(Data records)
· · · · ·
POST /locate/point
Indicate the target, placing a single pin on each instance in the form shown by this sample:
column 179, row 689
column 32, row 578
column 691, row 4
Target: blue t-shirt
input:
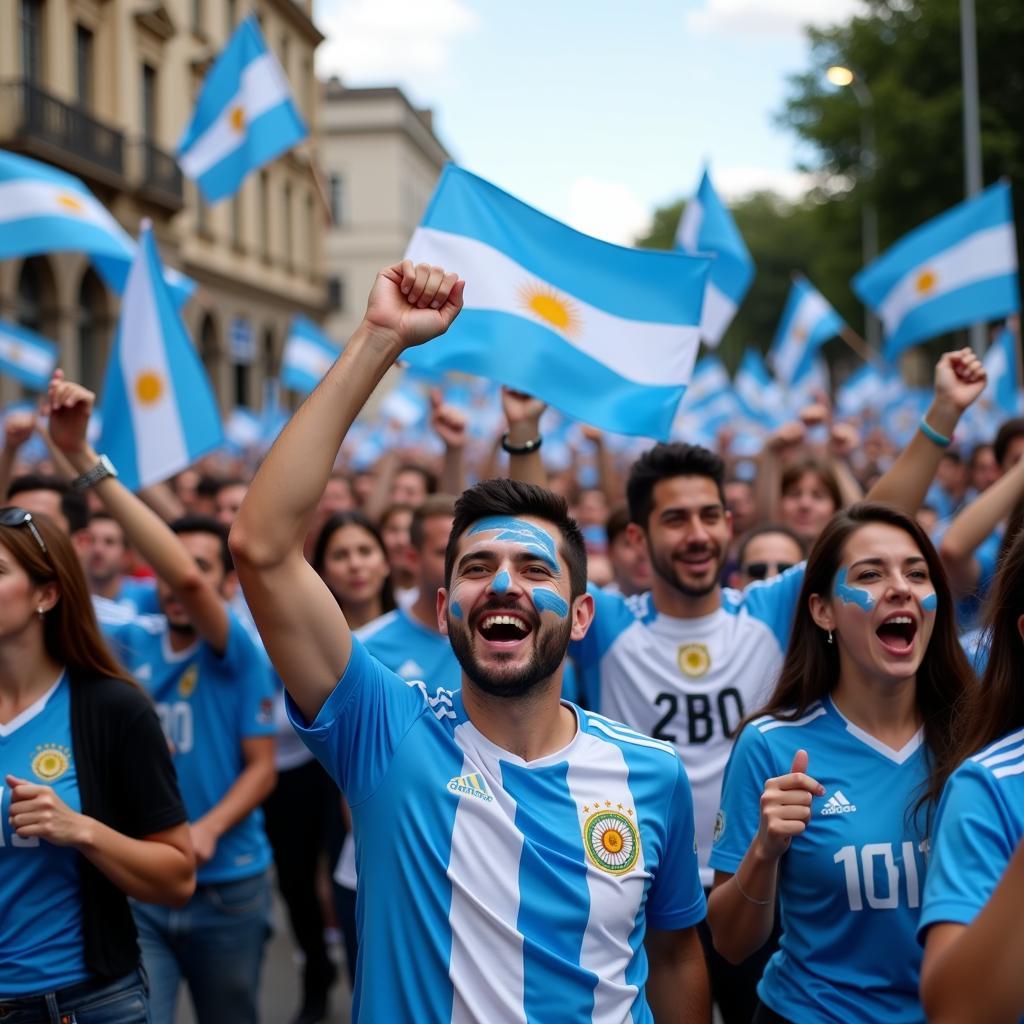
column 496, row 889
column 978, row 825
column 207, row 704
column 41, row 944
column 849, row 885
· · · · ·
Copy the data word for word. Pictures do not go in the copy.

▸ **RESPONSE**
POST /locate/point
Indicate the target, placing a single pin on each instance in the form shown by this sample:
column 179, row 689
column 32, row 578
column 691, row 4
Target: blue t-shirt
input:
column 496, row 889
column 978, row 825
column 207, row 704
column 41, row 944
column 849, row 885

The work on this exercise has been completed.